Work task:
All of the data is to be copied without a single change.

[Data records]
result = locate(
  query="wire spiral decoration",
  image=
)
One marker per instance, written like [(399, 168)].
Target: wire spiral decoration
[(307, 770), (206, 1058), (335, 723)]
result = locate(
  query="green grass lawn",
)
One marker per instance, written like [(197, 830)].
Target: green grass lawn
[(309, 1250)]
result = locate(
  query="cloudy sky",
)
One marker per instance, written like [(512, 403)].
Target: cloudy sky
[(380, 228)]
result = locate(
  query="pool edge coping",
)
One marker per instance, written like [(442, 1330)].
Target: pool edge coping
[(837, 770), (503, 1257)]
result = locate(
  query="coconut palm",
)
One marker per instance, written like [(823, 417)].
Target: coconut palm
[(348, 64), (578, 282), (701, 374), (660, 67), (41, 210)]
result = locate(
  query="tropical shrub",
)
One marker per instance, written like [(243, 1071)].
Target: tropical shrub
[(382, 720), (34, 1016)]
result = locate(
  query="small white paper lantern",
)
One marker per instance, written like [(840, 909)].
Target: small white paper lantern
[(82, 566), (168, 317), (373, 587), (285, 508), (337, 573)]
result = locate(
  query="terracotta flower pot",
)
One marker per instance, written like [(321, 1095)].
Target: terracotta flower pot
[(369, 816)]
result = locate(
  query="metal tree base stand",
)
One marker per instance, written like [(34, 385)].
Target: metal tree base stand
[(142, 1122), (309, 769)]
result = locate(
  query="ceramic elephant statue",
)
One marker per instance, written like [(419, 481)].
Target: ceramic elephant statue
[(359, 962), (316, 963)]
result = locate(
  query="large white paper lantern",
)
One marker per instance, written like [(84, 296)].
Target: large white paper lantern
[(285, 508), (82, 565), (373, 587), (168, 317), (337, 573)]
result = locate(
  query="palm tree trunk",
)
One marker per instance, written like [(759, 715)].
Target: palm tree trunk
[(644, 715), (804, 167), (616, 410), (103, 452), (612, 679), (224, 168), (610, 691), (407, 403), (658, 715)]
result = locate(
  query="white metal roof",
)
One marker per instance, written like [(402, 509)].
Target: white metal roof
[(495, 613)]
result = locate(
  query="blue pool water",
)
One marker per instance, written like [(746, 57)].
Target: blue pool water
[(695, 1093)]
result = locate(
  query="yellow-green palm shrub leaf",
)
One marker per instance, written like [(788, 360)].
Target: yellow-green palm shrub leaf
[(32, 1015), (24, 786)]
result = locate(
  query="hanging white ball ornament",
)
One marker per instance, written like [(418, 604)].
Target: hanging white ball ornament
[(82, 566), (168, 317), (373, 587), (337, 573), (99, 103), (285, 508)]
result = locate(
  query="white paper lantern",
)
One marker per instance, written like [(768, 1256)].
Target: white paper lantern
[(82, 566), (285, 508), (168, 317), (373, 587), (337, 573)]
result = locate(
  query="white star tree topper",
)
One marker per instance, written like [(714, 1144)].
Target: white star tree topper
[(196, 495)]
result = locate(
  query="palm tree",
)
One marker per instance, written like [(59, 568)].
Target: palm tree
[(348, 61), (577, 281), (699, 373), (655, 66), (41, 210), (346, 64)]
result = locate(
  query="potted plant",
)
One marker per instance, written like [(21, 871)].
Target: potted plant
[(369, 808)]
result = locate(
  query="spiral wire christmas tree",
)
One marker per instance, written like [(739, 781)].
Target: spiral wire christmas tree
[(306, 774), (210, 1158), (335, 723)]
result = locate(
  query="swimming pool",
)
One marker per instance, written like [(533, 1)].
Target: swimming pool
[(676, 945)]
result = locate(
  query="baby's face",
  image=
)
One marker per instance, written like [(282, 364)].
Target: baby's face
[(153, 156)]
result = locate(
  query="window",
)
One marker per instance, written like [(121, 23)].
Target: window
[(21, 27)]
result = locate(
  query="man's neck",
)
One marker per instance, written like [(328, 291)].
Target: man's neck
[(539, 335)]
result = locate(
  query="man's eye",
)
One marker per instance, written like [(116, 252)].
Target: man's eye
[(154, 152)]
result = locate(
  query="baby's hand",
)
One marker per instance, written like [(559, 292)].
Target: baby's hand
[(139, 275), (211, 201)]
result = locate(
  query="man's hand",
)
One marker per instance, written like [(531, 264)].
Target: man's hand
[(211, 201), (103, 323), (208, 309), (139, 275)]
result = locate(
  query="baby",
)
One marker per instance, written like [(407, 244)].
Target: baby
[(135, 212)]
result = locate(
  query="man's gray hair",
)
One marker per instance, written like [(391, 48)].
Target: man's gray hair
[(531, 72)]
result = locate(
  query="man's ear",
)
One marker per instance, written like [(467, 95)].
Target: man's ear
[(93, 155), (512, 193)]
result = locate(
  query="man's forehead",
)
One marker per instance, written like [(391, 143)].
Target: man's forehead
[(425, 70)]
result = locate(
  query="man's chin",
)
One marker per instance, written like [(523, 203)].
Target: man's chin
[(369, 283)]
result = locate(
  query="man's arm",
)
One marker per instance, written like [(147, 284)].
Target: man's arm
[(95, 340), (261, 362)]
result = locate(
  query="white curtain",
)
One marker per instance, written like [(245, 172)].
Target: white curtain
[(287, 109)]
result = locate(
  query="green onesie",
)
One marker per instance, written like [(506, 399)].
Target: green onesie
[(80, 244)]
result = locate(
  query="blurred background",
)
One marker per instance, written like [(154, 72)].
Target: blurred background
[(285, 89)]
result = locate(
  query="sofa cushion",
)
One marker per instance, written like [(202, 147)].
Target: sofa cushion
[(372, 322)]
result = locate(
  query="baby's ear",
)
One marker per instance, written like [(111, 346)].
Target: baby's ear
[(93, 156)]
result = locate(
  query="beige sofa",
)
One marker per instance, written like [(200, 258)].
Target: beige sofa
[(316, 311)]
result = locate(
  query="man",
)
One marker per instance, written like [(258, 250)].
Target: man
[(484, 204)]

Answer section:
result = locate(
  query="wire spiral decoration",
  image=
)
One marker per instance, written like [(399, 168)].
Target: wire spiral decoration
[(307, 770), (206, 1058), (335, 723)]
result = locate(
  query="green grass lawn",
)
One marker per instance, written like [(197, 830)].
Target: green grass lawn
[(309, 1250)]
result = locate(
  query="cloudy sky",
)
One marker per instance, written like [(512, 403)].
Target: cloudy sky
[(380, 228)]
result = locate(
  query="pool edge coping",
)
One marker per instance, written like [(442, 1330)].
Target: pool edge coping
[(837, 770), (503, 1257)]
result = locate(
  query="coconut palm",
)
One marker per instance, written like [(823, 417)].
Target: coconut palm
[(348, 64), (578, 282), (701, 374), (660, 67), (41, 210)]
result = locate(
  query="tropical shrub",
)
One marker per instance, written like [(243, 1071)].
Target: tropical shrub
[(382, 720), (34, 1016)]
result = locate(
  query="small white paper lantern",
)
One marker per instance, written like [(840, 909)].
Target: small white paper lantern
[(82, 566), (168, 317), (373, 587), (285, 508), (337, 573)]
result = locate(
  query="terracotta flower pot",
)
One marker per instance, written like [(321, 1095)].
Target: terracotta flower pot
[(369, 816)]
result = locate(
  query="metal tree base stand",
)
One marker per instance, written like [(34, 385)].
Target: metal tree base stand
[(142, 1122), (309, 769)]
result = locate(
  query="ceramic elephant statue",
)
One marker per instance, written like [(419, 481)].
Target: ceramic elephant statue
[(359, 962), (316, 963)]
result = locate(
  query="large white paper lantern",
)
One marker per instance, written like [(84, 296)].
Target: large white paper lantern
[(285, 508), (82, 565), (373, 587), (168, 317), (337, 573)]
result = locate(
  query="palm tree trunk",
)
One marker per instance, written like [(759, 715)].
Target: palm tree trunk
[(644, 715), (804, 167), (616, 410), (103, 452), (612, 679), (224, 168), (610, 691), (407, 403), (658, 715)]
result = locate(
  query="white metal roof",
)
One marker per instance, written like [(402, 509)].
Target: white metal roof
[(495, 613)]
result = locate(
  query="blue pool water",
)
One marker per instance, written like [(746, 57)].
Target: blue pool water
[(695, 1093)]
result = locate(
  query="yellow-green palm shrub leaf",
)
One marker per instance, written like [(788, 360)].
Target: yellow-green palm shrub leaf
[(32, 1015), (24, 786)]
result = locate(
  query="hanging white ball ornament",
)
One marker per instance, written like [(418, 604)].
Target: hanging white ball ornament
[(82, 566), (168, 317), (373, 587), (337, 573), (99, 103), (285, 508)]
result = locate(
  query="white paper lantern",
)
One marker per instance, written like [(768, 1256)].
Target: white paper lantern
[(82, 566), (285, 508), (168, 317), (373, 587), (337, 573)]
result = locate(
  query="white star tree topper",
)
One marker per instance, written like [(714, 1144)].
Target: white star tree topper
[(196, 495)]
result = locate(
  query="palm tree",
)
One marker per instance, written like [(59, 568)].
Target: palm tree
[(348, 61), (577, 281), (699, 373), (655, 66), (41, 210), (346, 64)]
result = locate(
  query="potted plant",
)
One marker per instance, written like [(21, 871)].
Target: potted plant
[(369, 808)]
result = locate(
  query="spiral wire christmas tree",
)
One marker per instance, written like [(739, 781)].
Target: spiral wire christmas tree
[(306, 774), (210, 1158), (335, 723)]
result = locate(
  query="swimming pool",
)
One marker per instance, written like [(533, 1)].
Target: swimming pool
[(676, 945)]
result = locate(
  query="baby's face",
  image=
)
One marker per instance, written like [(282, 364)].
Target: baby's face
[(153, 156)]
result = locate(
  query="window",
)
One marker per instance, written like [(121, 23)].
Target: window
[(21, 27)]
result = locate(
  query="man's neck",
)
One marker per instance, written like [(328, 291)].
Target: man's neck
[(539, 335)]
result = locate(
  query="man's eye",
)
One marker per instance, written like [(116, 252)].
Target: man's eye
[(154, 152)]
result = locate(
  query="baby's hand",
)
One marker per instance, written like [(559, 292)].
Target: baby's hand
[(139, 275), (211, 201)]
result = locate(
  query="man's hand",
)
One marker per instance, written like [(531, 264)].
Target: man's hand
[(211, 201), (103, 323), (208, 309), (139, 275)]
result = locate(
  query="baby",
)
One marker per instance, written like [(407, 244)].
Target: baby
[(135, 212)]
result = locate(
  query="man's gray hair",
)
One marker per instance, written like [(391, 48)].
Target: man's gray hair
[(531, 72)]
result = locate(
  query="man's ear",
)
One marker per instance, written like [(467, 95)].
Target: man's ear
[(93, 155), (512, 193)]
result = locate(
  query="man's forehead",
)
One marker per instance, written like [(391, 143)].
Target: man's forehead
[(425, 70)]
result = locate(
  query="man's chin",
)
One marker per instance, written like [(523, 203)].
Target: man's chin
[(369, 283)]
result = locate(
  query="man's arm",
)
One marker per instance, written like [(147, 284)].
Target: man's arm
[(95, 340), (261, 362)]
result = locate(
  query="white curtain",
)
One marker per instance, written like [(245, 172)].
Target: white curtain
[(287, 109)]
result = locate(
  query="green onesie",
)
One marker per instance, written like [(506, 399)].
Target: green onesie
[(80, 244)]
result = locate(
  query="blurred background",
)
One marker per instance, written like [(154, 72)].
Target: blurred background
[(285, 89)]
result = locate(
  query="sofa cushion",
)
One marker per instance, written like [(202, 147)].
Target: sofa cushion
[(372, 322)]
result = locate(
  query="baby's ear",
)
One marker per instance, written like [(111, 346)].
Target: baby's ear
[(93, 156)]
result = locate(
  query="beige sofa",
)
One marker per instance, written like [(200, 258)].
Target: beige sofa
[(316, 311)]
result = locate(
  query="man",
)
One marker per instance, written like [(258, 250)].
Target: man
[(484, 204)]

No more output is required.